Bortles has 15 business days from receipt of the citations and penalties to comply, request an informal conference with OSHA's area director or contest the findings before the independent Occupational Safety and Health Review Commission.
Department of Labor increases civil penalties for violations
Civil penalties for violations of laws enforced by the Department of Labor's (DOL's) Wage and Hour Division have increased about 2 percent, according to Bloomberg BNA. The increased penalties for failing to comply with federal rules applicable to family and medical leave, child labor and foreign workers occurred under a final rule announced by DOL Dec. 29, 2017. Under federal law, agencies must annually adjust civil monetary penalties for inflation.
The new rule raises the maximum penalty for repeated or willful minimum wage and overtime violations from $1,925 to $1,964. The penalty for an employer that fails to post information about employees' rights under the Family and Medical Leave Act now is $169, up from $166. An employer that improperly requires or asks an employee or prospective employee to take a lie detector test or retaliates against an employee or prospective employee who refuses now faces a $20,521 penalty, up from $20,111.
Penalties for child labor violations also have increased. Employing children could result in fines of $12,529, up from $12,278. Serious workplace injuries or deaths to children now could result in fines of $56,947, up from $55,808.
Employers that break rules governing foreign workers in specialty occupations (those with H-1B visas) also face higher penalties. Retaliation and discrimination penalties increased from $7,370 to $7,520, and willful violations that displace a U.S. worker increased from $51,588 to $52,641.
OSHA inspections increased during fiscal year 2017
The number of worker safety and health inspections increased 1.4 percent during fiscal year 2017 compared with fiscal year 2016, according to Bloomberg BNA.
Occupational Safety and Health Administration (OSHA) inspectors completed 32,396 inspections during fiscal year 2017 compared with 31,948 inspections during fiscal year 2016, which was the fewest inspections OSHA had conducted in 20 years. The 2017 total still is well below the numbers reported during the Obama administration, when OSHA conducted more than 40,600 inspections during fiscal years 2011 and 2012.

LISTED ENTRIES:
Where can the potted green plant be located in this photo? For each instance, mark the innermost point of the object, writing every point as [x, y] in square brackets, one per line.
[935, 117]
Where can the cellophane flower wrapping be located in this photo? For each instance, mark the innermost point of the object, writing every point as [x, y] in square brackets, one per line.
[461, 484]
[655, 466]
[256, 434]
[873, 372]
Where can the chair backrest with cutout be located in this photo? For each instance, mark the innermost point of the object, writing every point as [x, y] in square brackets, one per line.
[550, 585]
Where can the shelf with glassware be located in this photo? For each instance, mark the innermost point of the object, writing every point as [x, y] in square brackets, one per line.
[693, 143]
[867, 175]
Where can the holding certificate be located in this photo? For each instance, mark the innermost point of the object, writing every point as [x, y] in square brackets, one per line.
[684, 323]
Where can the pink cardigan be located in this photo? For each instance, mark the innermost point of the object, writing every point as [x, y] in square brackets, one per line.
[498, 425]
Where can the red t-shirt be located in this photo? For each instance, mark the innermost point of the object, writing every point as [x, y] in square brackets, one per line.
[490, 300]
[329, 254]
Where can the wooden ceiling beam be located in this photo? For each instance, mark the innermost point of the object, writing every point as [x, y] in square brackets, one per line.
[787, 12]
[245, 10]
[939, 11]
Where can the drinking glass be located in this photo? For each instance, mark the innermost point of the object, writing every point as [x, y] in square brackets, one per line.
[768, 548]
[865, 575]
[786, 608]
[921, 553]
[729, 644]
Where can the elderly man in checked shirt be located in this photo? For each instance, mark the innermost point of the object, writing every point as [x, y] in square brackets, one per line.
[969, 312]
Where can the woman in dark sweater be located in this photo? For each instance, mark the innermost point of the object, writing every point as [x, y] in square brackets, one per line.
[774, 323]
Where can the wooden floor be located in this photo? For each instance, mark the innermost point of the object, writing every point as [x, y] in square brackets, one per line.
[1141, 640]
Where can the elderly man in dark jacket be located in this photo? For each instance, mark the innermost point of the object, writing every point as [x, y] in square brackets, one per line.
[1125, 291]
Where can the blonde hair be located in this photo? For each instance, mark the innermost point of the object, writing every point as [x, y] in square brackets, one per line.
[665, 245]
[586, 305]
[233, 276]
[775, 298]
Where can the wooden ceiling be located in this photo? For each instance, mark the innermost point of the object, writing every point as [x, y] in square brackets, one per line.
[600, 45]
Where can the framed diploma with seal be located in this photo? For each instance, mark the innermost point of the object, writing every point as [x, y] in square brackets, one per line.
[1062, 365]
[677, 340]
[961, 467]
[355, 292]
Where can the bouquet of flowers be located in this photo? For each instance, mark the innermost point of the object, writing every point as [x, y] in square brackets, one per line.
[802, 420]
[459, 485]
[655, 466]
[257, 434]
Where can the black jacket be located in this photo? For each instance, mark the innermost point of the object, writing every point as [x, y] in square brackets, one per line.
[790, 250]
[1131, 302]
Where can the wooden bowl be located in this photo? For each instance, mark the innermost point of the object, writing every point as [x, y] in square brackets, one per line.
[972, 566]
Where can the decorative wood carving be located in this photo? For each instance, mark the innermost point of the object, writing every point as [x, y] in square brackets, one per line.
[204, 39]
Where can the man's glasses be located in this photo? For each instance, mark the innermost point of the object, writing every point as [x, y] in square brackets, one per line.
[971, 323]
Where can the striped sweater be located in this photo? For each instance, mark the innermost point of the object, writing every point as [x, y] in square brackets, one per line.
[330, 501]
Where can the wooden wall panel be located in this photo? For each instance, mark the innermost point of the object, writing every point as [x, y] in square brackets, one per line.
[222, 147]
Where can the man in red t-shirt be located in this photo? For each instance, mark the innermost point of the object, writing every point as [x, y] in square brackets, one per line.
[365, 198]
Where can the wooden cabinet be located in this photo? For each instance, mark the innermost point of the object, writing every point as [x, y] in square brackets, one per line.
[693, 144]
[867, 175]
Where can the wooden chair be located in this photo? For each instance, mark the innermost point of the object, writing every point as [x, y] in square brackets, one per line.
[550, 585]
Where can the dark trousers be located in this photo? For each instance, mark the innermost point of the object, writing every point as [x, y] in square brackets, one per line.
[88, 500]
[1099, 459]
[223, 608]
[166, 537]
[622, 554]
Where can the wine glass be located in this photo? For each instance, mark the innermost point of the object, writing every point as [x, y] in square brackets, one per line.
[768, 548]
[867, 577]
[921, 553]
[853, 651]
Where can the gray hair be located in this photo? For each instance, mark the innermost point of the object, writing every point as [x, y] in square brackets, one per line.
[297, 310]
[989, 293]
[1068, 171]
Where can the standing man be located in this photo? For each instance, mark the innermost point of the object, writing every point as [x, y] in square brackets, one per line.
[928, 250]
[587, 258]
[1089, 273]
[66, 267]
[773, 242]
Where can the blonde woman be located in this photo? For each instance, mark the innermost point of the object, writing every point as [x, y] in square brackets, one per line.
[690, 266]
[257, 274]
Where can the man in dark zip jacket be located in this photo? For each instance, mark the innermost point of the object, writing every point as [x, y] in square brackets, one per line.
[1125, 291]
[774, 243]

TASKS AND EXERCISES:
a - Please answer these from the news text on labor penalties and OSHA inspections, one line each:
(i) How long does Bortles have to respond to the citations and penalties?
(ii) What is the new penalty for an employer that fails to post information about employees' rights under the Family and Medical Leave Act?
(iii) How many inspections did OSHA inspectors complete during fiscal year 2017?
b - Carry on the news text on labor penalties and OSHA inspections from its final sentence.

WRITTEN RESPONSES:
a -
(i) 15 business days from receipt of the citations and penalties
(ii) $169, up from $166
(iii) 32,396

b -
David Michaels, OSHA's former administrator, says one reason may be OSHA's move during the Obama era from simply counting the number of inspections to using a data-driven system that prioritized the types of inspections that had the most effect in terms of preventing fatalities, severe injuries and work illnesses.
OSHA officials say a reason for the decline in inspections since the Obama administration's term could be the agency's budget has not kept pace with inflation, resulting in staff cutbacks. OSHA was authorized to have 1,262 enforcement staff members during fiscal year 2017, which is a 20 percent decrease from the 1,583 enforcement staff members approved for fiscal year 2012.
The increase in fiscal year 2017 inspections reportedly could be attributed in part to OSHA's regional and area offices having more leeway to set inspection priorities.
About 45 percent of the year's inspections were "programmed," resulting from efforts to emphasize a specific hazard, such as breathable silica. The remaining inspections were "unprogrammed," which often are short-notice responses to industrial or construction accidents. Inspections affected the construction industry most significantly during fiscal year 2017 with 16,889 visits—a 9 percent increase compared with fiscal year 2016. Inspections at manufacturing sites—the second largest industry group—decreased 5 percent from fiscal year 2016 levels to 7,198.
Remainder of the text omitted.